Tekstgedeelte ::
↓↓↓

26 juni.
Na een onrustige nacht bovenop de Mont Iragui met een paar onweersbuien, werden wij begroet door een kille mist. Na een stevig ontbijt, het eerste in Spanje met zelfgebakken bruin brood en worst en chorizo, gingen wij op weg.
Voor het eerst hebben wij gebruik gemaakt van de meegenomen lange broeken en pulli's met lange mouwen. Het was namelijk bitter koud. Eerst moesten wij de laatste 100 meter klimmen naar het Cruz de Ferro. Daar hebben wij volgens de traditie een steen op de hoop aan de voet van het kruis achter gelaten. Elk, zoals elke pelgrim, voor een eigen reden en een eigen doel.
Na het Cruz de Ferro ging de weg langs Mollinar. Een tweede dorpje dat op één huis (albergue) na ook volledig uitgestorven en verruïneerd is. Na een korte afdaling begon de klim naar het hoogste punt van die berg. De mist verdichtte zich hier tot een dik pak met maar 25 meter zicht.
Hier begon een steile en gevaarlijke afdaling. Een slecht wegdek met gaten, dichte mist, en een hellingspercentage van 7 tot 10% in een bochtig parcours zijn geen ingrediënten voor een ontspannen afdaling. Verkleumd en met pijnlijke handen van het vele knijpen in de remmen kwamen wij onder de wolken uit.

↑↑↑

Opgeslagen gegevens ::

↓↓↓

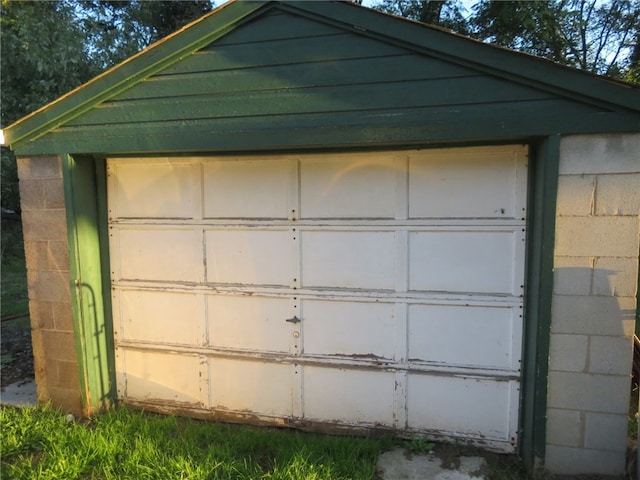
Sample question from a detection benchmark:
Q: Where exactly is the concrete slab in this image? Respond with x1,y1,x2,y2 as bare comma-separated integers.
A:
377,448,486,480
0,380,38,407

↑↑↑
↓↓↓

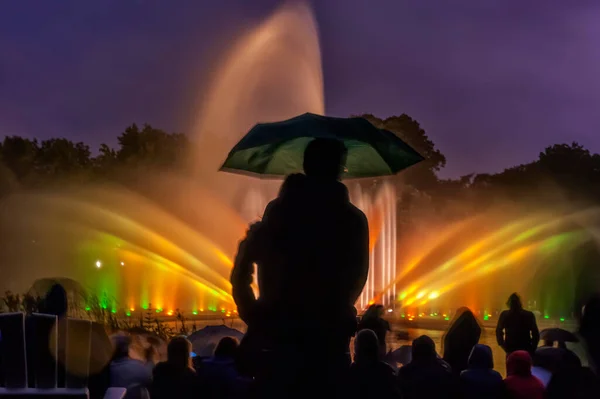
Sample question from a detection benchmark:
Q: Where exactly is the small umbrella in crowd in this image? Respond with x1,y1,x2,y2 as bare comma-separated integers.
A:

↑↑↑
↓↓↓

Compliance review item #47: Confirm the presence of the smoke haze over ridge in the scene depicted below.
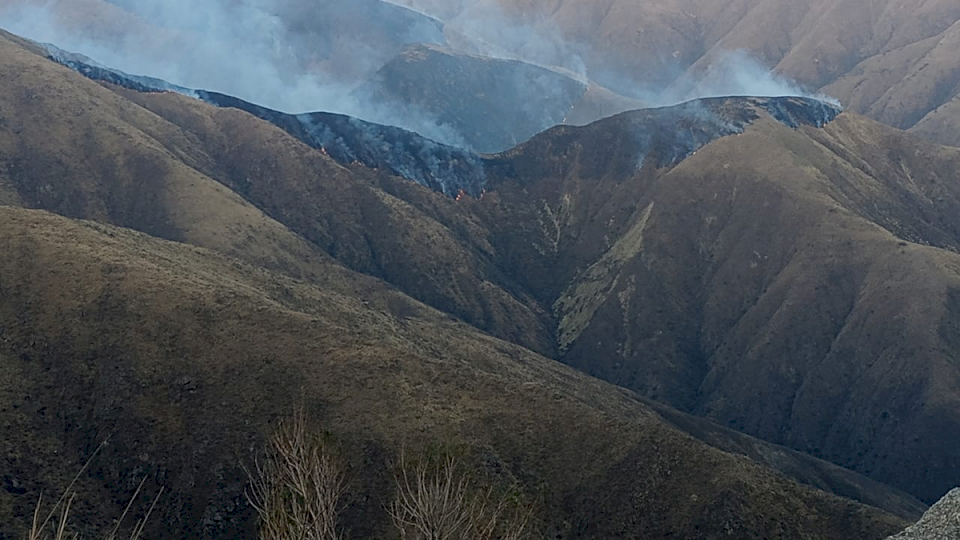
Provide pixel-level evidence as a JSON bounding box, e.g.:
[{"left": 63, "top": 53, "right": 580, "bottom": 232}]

↑↑↑

Verplichte opdrachten ::
A. Hoeveel meter zicht was er volgens het tekstgedeelte nog toen de mist zich verdichtte bij de klim naar het hoogste punt van de berg?
B. Typ het stuk uit het tekstgedeelte letterlijk over, beginnend bij "Na een onrustige" en eindigend bij "wij op weg.".

Antwoordenlijst ::
A. Er was maar 25 meter zicht.

B.
Na een onrustige nacht bovenop de Mont Iragui met een paar onweersbuien, werden wij begroet door een kille mist. Na een stevig ontbijt, het eerste in Spanje met zelfgebakken bruin brood en worst en chorizo, gingen wij op weg.